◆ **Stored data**

* BEGIN *

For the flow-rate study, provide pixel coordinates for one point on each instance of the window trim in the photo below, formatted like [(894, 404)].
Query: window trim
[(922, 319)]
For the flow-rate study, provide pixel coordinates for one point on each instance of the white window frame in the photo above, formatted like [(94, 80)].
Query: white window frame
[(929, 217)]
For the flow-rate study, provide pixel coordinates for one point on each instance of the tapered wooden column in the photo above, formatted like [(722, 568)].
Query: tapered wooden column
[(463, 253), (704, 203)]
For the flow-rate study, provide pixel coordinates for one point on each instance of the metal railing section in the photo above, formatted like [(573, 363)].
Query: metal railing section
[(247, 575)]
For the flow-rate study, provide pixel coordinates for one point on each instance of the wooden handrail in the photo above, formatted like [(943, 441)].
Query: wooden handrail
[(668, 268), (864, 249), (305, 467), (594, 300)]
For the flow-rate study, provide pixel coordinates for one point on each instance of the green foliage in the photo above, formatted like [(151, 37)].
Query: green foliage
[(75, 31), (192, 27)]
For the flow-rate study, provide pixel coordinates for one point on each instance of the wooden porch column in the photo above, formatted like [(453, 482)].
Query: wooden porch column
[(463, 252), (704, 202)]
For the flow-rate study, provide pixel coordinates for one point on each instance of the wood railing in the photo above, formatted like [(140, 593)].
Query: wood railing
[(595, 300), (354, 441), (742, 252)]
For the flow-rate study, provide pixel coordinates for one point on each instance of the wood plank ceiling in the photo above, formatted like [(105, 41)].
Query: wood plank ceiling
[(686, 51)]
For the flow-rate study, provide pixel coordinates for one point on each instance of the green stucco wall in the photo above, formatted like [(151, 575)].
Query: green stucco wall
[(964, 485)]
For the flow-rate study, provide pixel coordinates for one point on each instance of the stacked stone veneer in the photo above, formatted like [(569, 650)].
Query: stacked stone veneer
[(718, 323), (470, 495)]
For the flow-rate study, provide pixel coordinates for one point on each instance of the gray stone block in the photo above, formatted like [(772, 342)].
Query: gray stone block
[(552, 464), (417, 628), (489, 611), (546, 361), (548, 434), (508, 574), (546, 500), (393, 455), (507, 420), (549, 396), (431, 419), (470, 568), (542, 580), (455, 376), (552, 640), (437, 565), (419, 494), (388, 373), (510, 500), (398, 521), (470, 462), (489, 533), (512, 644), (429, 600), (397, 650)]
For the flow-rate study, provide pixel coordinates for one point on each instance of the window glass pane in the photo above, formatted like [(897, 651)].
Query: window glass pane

* END *

◆ **EXERCISE DESCRIPTION**
Please add 147 to every pixel coordinate in the answers and write out again the items from the start through the line containing "[(922, 319)]", requests included.

◆ **TASK RESULT**
For the flow-rate study, provide pixel coordinates for one point on each instance of the window trim in the photo below, formatted like [(894, 404)].
Query: window trim
[(1069, 466)]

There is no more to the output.